Copy the records starting at the line that has "road, that would help a great deal." and ending after the line that has "POLYGON ((76 60, 22", changing "dirt road" to "gravel road" and keeping everything else the same. Leave the pictures out.

PROVIDED DATA -
★ ★ ★ ★

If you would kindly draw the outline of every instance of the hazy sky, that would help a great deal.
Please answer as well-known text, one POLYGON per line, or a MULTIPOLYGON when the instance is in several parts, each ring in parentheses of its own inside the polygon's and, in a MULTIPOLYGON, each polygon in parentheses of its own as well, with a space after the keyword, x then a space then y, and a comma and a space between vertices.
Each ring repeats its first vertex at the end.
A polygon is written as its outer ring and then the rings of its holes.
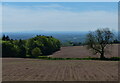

★ ★ ★ ★

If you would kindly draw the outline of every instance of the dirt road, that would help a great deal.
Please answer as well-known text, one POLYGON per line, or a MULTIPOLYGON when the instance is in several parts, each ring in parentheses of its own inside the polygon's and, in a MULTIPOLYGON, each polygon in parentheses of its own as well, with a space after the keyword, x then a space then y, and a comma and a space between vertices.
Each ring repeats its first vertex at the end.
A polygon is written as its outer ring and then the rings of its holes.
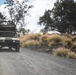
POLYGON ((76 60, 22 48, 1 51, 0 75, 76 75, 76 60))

★ ★ ★ ★

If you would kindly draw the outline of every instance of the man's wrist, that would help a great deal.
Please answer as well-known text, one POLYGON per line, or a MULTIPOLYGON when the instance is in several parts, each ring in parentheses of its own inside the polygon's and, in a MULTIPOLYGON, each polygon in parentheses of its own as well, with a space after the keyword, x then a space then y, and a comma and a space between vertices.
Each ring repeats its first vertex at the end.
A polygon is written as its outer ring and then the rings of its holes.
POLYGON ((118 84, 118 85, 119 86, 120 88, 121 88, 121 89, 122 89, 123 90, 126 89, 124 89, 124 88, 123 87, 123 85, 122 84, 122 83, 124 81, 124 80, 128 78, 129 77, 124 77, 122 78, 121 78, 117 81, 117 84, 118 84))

★ ★ ★ ★

PROBLEM SOLUTION -
If you would kindly draw the outline of every instance of the gravel road, that would help a great deal.
Please answer as well-known text, one POLYGON per line, or a MULTIPOLYGON when the instance is in several parts, each ring in parentheses of its own inside the polygon's and, in a MULTIPOLYGON, each polygon in parentheses of its own as well, with a space after the keyword, x then a space then y, and a comma and a space between vertices.
Each ring repeats its first vertex at the end.
A polygon is written as its outer ring and then the rings of its holes.
POLYGON ((76 60, 22 48, 1 51, 0 75, 76 75, 76 60))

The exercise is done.